--- WORK REQUEST ---
Find the string "black" in the entries and copy each line that has it.

[Stored data entries]
::::::

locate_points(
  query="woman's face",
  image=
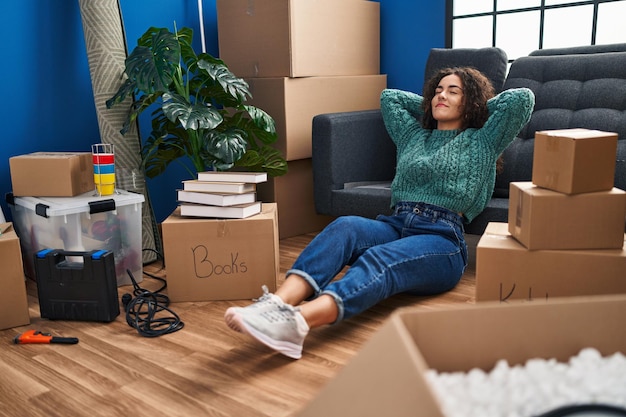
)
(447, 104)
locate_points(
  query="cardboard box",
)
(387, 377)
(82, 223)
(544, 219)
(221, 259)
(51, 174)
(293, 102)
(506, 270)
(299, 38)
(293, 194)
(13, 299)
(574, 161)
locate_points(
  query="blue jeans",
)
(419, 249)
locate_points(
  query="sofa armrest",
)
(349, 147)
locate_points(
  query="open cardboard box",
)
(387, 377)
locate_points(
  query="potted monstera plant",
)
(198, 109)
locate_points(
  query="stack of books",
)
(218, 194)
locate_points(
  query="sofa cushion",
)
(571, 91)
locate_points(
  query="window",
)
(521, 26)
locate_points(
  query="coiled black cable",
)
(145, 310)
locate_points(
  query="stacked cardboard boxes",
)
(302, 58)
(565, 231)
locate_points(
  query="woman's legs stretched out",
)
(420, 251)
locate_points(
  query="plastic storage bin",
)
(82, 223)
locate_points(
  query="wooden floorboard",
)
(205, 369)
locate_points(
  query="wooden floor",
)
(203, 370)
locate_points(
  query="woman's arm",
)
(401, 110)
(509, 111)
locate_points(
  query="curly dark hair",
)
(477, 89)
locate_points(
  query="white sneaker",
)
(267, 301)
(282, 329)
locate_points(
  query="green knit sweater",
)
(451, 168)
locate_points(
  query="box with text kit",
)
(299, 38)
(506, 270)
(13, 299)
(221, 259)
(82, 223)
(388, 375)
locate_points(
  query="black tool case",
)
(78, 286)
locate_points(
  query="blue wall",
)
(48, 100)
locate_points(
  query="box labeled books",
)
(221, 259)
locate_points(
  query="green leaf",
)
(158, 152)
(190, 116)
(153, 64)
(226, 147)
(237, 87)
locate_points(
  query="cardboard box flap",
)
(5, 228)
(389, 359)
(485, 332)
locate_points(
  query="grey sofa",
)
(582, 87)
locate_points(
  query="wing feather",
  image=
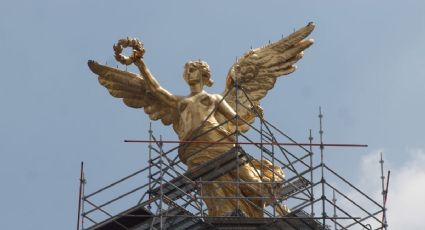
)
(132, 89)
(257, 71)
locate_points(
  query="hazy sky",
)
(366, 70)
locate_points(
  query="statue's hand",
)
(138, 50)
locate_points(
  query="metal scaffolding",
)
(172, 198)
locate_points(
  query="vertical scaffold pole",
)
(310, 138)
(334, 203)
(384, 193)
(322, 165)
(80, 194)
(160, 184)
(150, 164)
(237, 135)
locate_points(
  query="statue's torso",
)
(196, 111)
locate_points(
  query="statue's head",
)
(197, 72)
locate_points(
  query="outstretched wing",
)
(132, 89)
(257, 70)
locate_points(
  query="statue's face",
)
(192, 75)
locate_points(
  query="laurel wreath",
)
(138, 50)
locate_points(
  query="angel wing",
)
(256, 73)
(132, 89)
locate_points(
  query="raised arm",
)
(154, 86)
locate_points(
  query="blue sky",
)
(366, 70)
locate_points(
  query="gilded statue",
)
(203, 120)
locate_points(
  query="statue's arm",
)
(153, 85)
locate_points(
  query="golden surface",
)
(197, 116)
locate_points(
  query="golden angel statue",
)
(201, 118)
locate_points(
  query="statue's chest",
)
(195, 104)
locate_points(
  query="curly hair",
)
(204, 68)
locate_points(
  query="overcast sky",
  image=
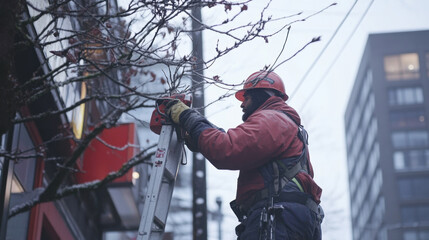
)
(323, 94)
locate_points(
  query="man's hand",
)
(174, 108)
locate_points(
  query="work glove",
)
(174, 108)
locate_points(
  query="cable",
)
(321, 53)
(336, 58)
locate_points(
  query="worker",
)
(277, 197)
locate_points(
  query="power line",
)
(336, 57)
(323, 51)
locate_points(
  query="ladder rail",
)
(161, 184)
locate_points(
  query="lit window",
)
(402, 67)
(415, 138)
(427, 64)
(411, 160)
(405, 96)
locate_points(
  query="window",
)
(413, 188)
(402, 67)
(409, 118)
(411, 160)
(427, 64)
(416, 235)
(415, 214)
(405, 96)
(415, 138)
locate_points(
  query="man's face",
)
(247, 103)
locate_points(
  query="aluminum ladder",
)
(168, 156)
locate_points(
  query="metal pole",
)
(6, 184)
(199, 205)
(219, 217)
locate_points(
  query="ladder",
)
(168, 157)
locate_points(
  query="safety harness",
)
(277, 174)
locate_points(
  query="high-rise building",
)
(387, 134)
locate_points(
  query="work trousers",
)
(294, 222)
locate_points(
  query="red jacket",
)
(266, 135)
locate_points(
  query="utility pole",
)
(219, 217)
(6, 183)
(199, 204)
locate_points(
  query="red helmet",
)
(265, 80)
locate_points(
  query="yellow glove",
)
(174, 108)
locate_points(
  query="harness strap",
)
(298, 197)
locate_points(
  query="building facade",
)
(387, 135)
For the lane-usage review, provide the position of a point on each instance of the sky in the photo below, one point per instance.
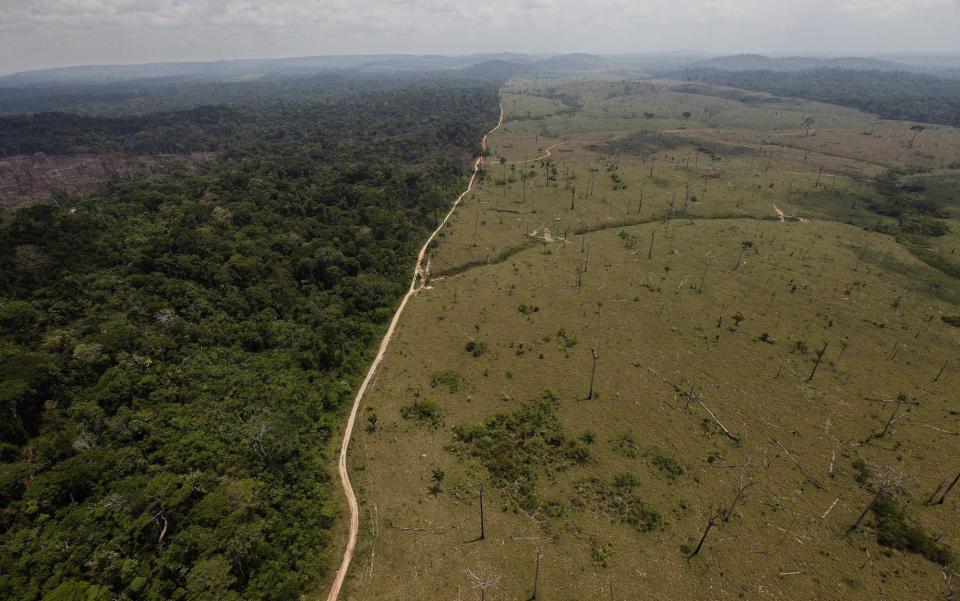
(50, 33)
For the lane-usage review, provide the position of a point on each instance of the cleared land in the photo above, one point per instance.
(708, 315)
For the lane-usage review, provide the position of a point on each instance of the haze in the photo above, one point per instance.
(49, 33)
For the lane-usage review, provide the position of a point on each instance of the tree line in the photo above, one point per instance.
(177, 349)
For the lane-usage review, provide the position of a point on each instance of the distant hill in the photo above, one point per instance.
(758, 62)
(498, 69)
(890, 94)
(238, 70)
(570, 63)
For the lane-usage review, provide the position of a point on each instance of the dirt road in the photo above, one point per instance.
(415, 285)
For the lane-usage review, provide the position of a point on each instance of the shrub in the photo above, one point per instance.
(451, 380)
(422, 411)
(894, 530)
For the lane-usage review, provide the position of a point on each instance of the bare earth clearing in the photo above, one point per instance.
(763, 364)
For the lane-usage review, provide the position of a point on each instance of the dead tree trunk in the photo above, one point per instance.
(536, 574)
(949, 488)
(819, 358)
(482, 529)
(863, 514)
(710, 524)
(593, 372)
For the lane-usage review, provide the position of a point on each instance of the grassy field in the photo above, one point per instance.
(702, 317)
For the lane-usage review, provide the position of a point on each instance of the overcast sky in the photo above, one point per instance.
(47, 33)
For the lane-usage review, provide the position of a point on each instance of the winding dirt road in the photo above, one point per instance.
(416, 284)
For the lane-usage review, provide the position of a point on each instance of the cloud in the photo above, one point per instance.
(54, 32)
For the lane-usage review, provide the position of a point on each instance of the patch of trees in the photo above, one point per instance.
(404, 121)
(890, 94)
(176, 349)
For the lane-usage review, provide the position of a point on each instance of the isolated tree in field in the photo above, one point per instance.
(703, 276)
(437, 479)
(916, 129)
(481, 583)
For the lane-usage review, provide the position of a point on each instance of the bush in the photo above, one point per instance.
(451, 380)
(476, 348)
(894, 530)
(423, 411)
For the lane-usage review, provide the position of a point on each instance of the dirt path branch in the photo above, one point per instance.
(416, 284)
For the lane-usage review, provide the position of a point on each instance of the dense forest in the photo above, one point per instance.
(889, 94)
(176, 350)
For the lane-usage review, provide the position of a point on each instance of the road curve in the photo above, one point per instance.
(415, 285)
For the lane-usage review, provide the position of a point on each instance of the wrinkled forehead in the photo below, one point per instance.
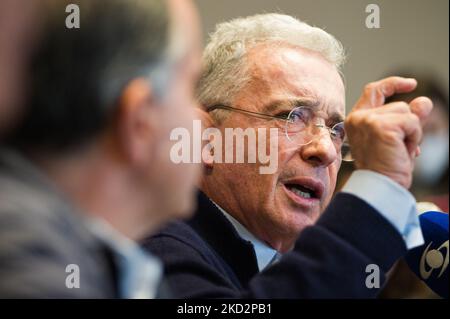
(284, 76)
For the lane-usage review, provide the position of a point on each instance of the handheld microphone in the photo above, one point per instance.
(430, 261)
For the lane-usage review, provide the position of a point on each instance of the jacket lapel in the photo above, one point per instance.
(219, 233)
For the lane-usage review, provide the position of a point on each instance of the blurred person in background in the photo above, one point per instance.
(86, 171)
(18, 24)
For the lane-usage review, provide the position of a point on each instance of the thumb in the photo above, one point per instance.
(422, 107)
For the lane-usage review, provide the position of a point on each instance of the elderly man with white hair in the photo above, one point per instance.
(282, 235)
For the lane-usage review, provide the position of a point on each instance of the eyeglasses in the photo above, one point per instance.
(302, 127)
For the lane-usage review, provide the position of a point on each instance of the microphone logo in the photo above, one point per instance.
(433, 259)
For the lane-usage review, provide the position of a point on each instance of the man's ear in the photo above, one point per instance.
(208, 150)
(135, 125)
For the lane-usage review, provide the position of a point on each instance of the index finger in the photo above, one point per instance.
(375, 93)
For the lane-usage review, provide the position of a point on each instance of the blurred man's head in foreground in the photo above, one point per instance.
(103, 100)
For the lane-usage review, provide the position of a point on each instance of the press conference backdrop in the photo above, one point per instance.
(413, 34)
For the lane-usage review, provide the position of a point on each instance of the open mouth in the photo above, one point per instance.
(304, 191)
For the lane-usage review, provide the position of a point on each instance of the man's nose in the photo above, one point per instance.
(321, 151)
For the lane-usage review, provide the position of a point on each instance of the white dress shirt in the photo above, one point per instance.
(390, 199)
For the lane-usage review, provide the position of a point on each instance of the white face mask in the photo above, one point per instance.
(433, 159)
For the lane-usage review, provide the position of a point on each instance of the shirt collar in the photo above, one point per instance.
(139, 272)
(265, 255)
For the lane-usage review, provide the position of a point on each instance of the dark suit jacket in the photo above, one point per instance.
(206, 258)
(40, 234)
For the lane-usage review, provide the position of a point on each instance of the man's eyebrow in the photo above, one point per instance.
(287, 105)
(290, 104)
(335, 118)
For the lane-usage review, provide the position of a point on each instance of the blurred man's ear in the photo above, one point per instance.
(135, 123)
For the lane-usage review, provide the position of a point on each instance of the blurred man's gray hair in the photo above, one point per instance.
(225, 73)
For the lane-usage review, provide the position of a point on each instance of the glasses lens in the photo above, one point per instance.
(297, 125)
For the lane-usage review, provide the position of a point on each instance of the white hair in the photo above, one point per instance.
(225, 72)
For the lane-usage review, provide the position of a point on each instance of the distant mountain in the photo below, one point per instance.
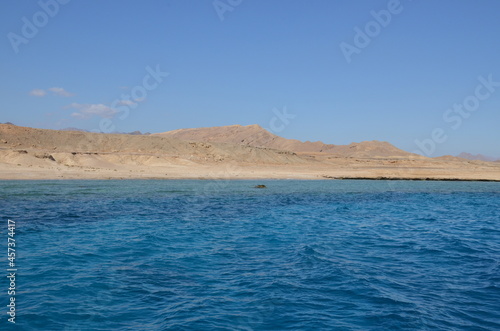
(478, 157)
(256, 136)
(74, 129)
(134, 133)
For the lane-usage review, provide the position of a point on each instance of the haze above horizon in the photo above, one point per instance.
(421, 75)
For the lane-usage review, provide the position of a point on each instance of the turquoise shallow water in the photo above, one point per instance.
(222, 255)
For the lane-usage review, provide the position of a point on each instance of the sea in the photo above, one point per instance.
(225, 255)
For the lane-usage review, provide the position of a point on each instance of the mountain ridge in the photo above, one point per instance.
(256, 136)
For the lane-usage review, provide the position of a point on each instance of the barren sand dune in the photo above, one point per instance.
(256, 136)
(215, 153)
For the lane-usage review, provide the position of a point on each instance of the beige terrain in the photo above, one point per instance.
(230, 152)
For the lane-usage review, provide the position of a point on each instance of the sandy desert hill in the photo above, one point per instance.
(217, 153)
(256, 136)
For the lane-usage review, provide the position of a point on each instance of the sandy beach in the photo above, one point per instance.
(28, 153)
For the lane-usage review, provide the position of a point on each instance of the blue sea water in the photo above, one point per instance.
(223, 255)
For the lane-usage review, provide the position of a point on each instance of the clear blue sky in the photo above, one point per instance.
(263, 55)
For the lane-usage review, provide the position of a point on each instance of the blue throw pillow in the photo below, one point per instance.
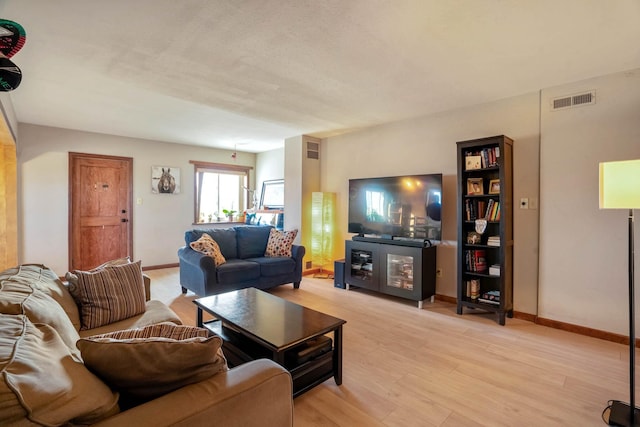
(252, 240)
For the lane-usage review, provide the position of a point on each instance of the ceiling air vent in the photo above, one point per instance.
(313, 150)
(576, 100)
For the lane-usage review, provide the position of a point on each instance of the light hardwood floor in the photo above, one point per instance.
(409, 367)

::::::

--- SOLUTION TO THIS TASK ---
  query="coiled black cable",
  query="black tool case",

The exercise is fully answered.